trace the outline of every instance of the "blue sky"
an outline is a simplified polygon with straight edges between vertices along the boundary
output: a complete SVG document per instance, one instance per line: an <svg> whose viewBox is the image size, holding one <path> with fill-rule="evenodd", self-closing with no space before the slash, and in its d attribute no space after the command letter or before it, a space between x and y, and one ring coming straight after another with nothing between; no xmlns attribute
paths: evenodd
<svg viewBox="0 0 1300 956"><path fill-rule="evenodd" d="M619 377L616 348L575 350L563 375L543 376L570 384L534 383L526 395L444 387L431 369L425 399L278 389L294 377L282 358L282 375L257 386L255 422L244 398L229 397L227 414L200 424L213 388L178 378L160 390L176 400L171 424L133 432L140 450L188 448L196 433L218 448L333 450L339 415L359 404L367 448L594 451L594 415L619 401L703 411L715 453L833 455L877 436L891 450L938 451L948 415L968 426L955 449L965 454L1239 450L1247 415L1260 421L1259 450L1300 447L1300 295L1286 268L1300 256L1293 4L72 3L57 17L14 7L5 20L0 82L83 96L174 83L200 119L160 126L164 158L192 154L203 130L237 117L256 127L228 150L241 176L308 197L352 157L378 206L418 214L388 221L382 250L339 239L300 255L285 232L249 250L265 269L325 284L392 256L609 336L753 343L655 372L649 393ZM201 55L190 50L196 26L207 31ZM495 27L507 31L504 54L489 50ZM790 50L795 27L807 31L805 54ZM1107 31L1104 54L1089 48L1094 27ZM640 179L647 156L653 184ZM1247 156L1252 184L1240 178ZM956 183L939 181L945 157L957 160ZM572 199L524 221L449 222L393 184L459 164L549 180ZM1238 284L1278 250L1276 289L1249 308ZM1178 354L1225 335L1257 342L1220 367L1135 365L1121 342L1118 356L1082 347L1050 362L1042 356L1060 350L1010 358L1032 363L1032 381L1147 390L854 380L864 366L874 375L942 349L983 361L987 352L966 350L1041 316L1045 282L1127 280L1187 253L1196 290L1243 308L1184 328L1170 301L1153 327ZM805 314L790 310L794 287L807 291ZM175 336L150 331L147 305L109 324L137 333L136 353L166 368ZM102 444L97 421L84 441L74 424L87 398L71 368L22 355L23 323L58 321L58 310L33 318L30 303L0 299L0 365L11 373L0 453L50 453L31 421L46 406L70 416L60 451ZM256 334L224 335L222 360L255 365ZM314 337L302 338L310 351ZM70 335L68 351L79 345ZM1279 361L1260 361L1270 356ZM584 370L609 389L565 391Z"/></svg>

----

[Work to complete]
Take the line with "an outline is" and every line after it in the data, and please reproduce them exactly, leaving out all other lines.

[Answer area]
an outline is a simplified polygon with straight edges between vertices along the boundary
output: a complete SVG document per instance, one instance per line: an <svg> whose viewBox is the image size, holding one <path> with fill-rule="evenodd", self-closing with no space before the slash, and in its d attribute no space after the command letter or before it, a space between x and y, and one ring coming straight after another with nothing between; no xmlns attribute
paths: evenodd
<svg viewBox="0 0 1300 956"><path fill-rule="evenodd" d="M619 377L616 348L575 350L563 375L543 376L570 384L534 383L526 395L444 387L431 369L425 399L278 389L294 377L282 358L282 375L257 386L255 422L244 398L229 397L227 414L200 424L213 388L178 378L160 390L176 400L171 424L133 432L140 450L188 448L196 433L218 448L333 450L339 415L359 404L367 448L594 451L594 415L619 401L703 411L715 453L833 455L877 436L891 450L938 451L948 415L968 426L955 449L965 454L1239 450L1247 415L1260 421L1259 450L1300 447L1300 295L1286 268L1300 256L1293 4L72 3L57 17L14 7L5 20L0 82L83 96L174 83L200 119L160 126L164 158L192 154L203 130L237 117L256 127L228 150L241 176L308 197L352 157L378 206L418 214L388 221L382 250L339 239L300 255L285 232L249 250L265 269L325 284L392 256L609 336L753 343L655 372L649 393ZM201 55L190 50L196 26L207 31ZM495 27L507 31L504 54L489 50ZM790 50L795 27L807 31L805 54ZM1107 31L1104 54L1089 48L1094 27ZM640 179L647 156L653 184ZM1247 156L1252 184L1240 178ZM956 183L939 181L945 157L957 160ZM572 199L524 221L449 222L393 184L459 164L549 180ZM1238 284L1278 250L1276 289L1249 308ZM1178 354L1225 335L1257 342L1220 367L1135 365L1121 342L1118 356L1082 347L1050 362L1042 356L1060 350L1010 358L1032 363L1032 381L1147 390L854 380L864 366L874 375L942 349L983 361L987 352L966 350L1041 316L1045 282L1127 280L1187 253L1196 290L1243 308L1184 328L1170 301L1153 327ZM805 314L790 310L794 287L807 291ZM175 336L150 331L147 305L109 324L137 333L136 353L166 368ZM102 444L97 421L84 441L74 424L87 398L71 368L22 355L23 323L58 321L58 310L33 318L30 303L0 299L0 365L11 373L0 453L50 453L31 421L46 406L70 416L60 451ZM256 334L224 335L222 360L255 365ZM314 337L302 338L310 351ZM70 335L68 351L79 345ZM1279 361L1260 361L1270 356ZM584 370L609 389L565 391Z"/></svg>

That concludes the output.